*** MATERIAL SHOWN
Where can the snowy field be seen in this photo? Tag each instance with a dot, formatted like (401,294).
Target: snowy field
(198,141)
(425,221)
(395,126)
******
● **DESCRIPTION OF THE TASK**: Restate every line of the data above exactly as it was written.

● **RESPONSE AREA**:
Where can the snowy field be seen in this photo? Tag each instance with a dot, formatted like (401,294).
Target: snowy field
(198,141)
(425,221)
(395,126)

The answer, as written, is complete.